- Document text:
Start
[video=youtube;_E7hjGNaIe4]http://www.youtube.com/watch?v=_E7hjGNaIe4[/video]
The Trailmaster went much deeper than the Scrapyard on that one...
For the record, the Trailmaster is
not my standard bearer chopper in 9" knives: The 8.9" Randall Model 12 is, by a moderate margin. The Neeley SA9 beat them all in chopping, but I just found out the edge crumbles badly on wood, so there is something badly wrong in the heat treat...: Still blew away everything, crumbling edge and all... The Trailmaster's cut is behind the Randall...:
Keeping edge-holding in consideration (so out goes the SA9), the Randall is definitely a better chopper than the Trailmaster, but it loses some efficiency by being just 022" thick, well under claimed stock specs like all Randalls... This makes me favour the best chopper by size (also a 0.020" edge bevel), the smallish Al Mar 7.75" "Special Warfare", whose blade is a true 0.25" thick, and chops almost on par with all the larger knives, despite a light and thin point: Incredible, and seemingly related to the oversized handle... And its AUS-6 holds its edge quite well...:
If you have one knife that has a 0.020" edge bevel, and another that has a 0.060" edge bevel, then you can't really say the thicker one will ever have an "equal" edge for chopping...
End
Reproduce the forum post on chopping knives above, word for word.

- Stored data:
Start
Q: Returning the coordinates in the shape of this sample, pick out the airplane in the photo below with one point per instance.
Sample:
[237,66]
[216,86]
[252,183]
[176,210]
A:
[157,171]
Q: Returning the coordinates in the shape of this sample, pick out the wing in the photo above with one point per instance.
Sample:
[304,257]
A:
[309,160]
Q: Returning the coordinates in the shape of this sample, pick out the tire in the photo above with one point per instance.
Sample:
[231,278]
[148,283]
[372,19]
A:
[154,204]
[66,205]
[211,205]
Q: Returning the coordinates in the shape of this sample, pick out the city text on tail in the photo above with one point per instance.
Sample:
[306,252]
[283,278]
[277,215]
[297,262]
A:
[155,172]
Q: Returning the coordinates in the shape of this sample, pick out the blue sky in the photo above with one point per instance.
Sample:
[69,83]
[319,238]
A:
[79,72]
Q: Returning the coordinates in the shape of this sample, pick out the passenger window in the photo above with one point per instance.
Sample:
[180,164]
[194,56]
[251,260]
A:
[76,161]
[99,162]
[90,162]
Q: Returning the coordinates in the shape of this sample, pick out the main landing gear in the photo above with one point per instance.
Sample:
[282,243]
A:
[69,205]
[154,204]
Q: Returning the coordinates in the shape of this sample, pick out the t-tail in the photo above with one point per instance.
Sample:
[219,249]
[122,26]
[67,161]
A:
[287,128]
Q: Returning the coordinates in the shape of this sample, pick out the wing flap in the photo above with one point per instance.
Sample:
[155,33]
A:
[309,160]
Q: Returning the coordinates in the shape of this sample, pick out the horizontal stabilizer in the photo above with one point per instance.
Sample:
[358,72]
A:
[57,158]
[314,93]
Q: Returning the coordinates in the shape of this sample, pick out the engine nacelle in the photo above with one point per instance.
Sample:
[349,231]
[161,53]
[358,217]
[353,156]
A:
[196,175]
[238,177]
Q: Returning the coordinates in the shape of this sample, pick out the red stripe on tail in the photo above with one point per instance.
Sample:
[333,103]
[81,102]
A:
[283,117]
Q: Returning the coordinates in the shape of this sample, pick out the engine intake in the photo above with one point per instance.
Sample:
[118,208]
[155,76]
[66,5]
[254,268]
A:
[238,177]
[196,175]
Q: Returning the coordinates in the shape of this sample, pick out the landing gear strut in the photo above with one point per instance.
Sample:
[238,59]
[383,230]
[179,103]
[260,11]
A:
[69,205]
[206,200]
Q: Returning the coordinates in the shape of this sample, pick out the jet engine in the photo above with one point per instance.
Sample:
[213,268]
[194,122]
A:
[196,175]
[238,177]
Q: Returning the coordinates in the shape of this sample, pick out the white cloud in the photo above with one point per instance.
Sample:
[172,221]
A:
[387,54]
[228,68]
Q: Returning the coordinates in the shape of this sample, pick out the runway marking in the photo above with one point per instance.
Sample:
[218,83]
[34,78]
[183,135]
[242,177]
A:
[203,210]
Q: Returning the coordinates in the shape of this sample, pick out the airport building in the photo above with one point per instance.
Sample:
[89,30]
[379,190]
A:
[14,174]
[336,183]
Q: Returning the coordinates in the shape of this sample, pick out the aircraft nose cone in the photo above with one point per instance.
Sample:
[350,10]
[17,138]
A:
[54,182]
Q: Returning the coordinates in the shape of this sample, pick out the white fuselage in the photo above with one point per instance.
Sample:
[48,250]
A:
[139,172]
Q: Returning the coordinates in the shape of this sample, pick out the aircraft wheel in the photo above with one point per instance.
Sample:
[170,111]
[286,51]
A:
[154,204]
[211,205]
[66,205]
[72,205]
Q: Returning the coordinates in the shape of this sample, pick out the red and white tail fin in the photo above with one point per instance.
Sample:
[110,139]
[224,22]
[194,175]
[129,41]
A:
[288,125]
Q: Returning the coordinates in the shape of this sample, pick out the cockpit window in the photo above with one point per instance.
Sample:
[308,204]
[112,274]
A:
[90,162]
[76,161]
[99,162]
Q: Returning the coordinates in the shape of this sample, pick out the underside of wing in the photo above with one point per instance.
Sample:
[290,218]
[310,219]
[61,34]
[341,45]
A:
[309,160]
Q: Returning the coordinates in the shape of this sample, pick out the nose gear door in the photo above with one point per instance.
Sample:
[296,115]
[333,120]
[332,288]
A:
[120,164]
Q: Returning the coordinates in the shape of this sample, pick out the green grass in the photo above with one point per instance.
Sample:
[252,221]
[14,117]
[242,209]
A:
End
- Task answer:
[video=youtube;_E7hjGNaIe4]http://www.youtube.com/watch?v=_E7hjGNaIe4[/video]
The Trailmaster went much deeper than the Scrapyard on that one...
For the record, the Trailmaster is
not my standard bearer chopper in 9" knives: The 8.9" Randall Model 12 is, by a moderate margin. The Neeley SA9 beat them all in chopping, but I just found out the edge crumbles badly on wood, so there is something badly wrong in the heat treat...: Still blew away everything, crumbling edge and all... The Trailmaster's cut is behind the Randall...:
Keeping edge-holding in consideration (so out goes the SA9), the Randall is definitely a better chopper than the Trailmaster, but it loses some efficiency by being just 022" thick, well under claimed stock specs like all Randalls... This makes me favour the best chopper by size (also a 0.020" edge bevel), the smallish Al Mar 7.75" "Special Warfare", whose blade is a true 0.25" thick, and chops almost on par with all the larger knives, despite a light and thin point: Incredible, and seemingly related to the oversized handle... And its AUS-6 holds its edge quite well...:
If you have one knife that has a 0.020" edge bevel, and another that has a 0.060" edge bevel, then you can't really say the thicker one will ever have an "equal" edge for chopping...